DATA RECORDS –

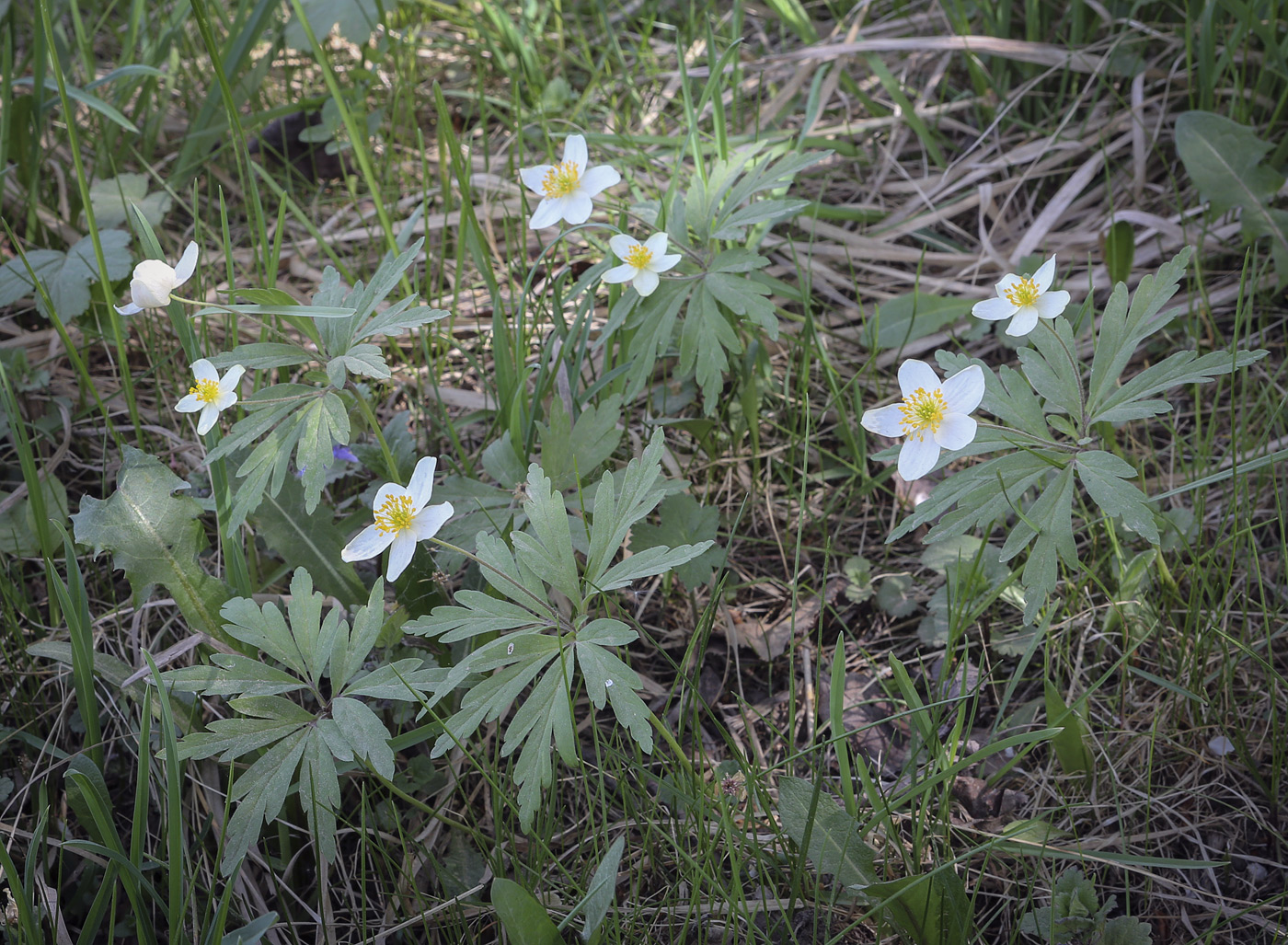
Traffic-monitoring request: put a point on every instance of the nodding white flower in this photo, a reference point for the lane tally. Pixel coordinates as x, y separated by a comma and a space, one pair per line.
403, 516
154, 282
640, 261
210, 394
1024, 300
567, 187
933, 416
==
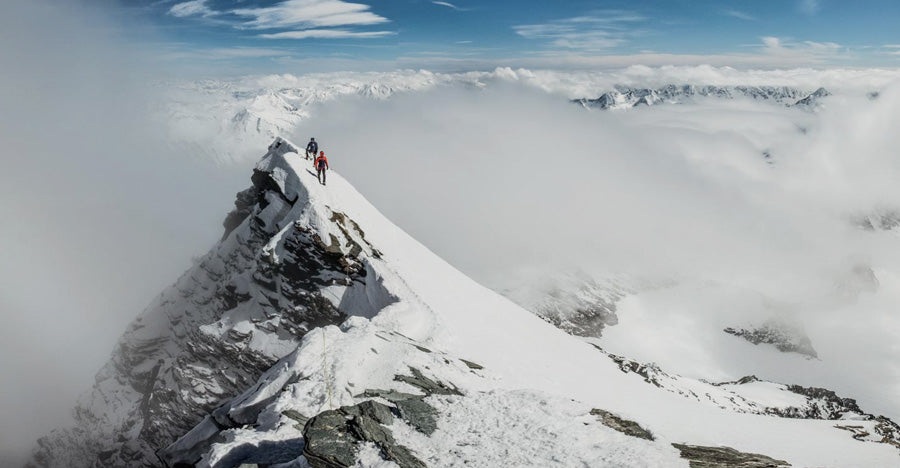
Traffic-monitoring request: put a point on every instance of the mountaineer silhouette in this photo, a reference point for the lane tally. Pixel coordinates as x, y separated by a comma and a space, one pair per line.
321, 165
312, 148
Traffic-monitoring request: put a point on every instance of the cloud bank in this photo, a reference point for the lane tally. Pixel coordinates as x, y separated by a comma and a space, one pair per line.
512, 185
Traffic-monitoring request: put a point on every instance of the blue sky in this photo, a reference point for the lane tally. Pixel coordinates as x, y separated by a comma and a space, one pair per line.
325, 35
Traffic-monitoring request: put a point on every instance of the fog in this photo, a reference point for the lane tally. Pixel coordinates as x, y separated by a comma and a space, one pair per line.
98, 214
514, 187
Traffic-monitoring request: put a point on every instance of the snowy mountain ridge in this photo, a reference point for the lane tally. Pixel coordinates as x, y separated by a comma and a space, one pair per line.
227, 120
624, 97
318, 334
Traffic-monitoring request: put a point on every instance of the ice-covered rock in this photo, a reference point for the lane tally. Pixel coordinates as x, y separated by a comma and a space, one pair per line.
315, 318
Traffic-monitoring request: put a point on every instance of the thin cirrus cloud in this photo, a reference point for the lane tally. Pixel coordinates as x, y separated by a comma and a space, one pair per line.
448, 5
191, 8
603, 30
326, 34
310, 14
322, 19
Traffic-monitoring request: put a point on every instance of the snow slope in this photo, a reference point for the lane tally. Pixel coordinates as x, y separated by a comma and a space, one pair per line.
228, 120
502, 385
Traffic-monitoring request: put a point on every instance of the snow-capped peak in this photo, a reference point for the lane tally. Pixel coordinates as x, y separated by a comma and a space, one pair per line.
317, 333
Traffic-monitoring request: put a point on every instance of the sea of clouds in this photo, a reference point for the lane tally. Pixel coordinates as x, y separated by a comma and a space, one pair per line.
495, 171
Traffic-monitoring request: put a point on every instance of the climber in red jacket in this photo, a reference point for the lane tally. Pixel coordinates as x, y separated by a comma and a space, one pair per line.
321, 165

SHORT TASK – Locate each line in the data above that contains the string "silhouette" and copy those lines out in full.

COMPLETE RESPONSE –
Traffic-monitoring request: put a point on every instance of the mountaineer silhouette in this photo, a reference point for the lane tally. Pixel coordinates as x, y separated by a comma and a space, one pair per line.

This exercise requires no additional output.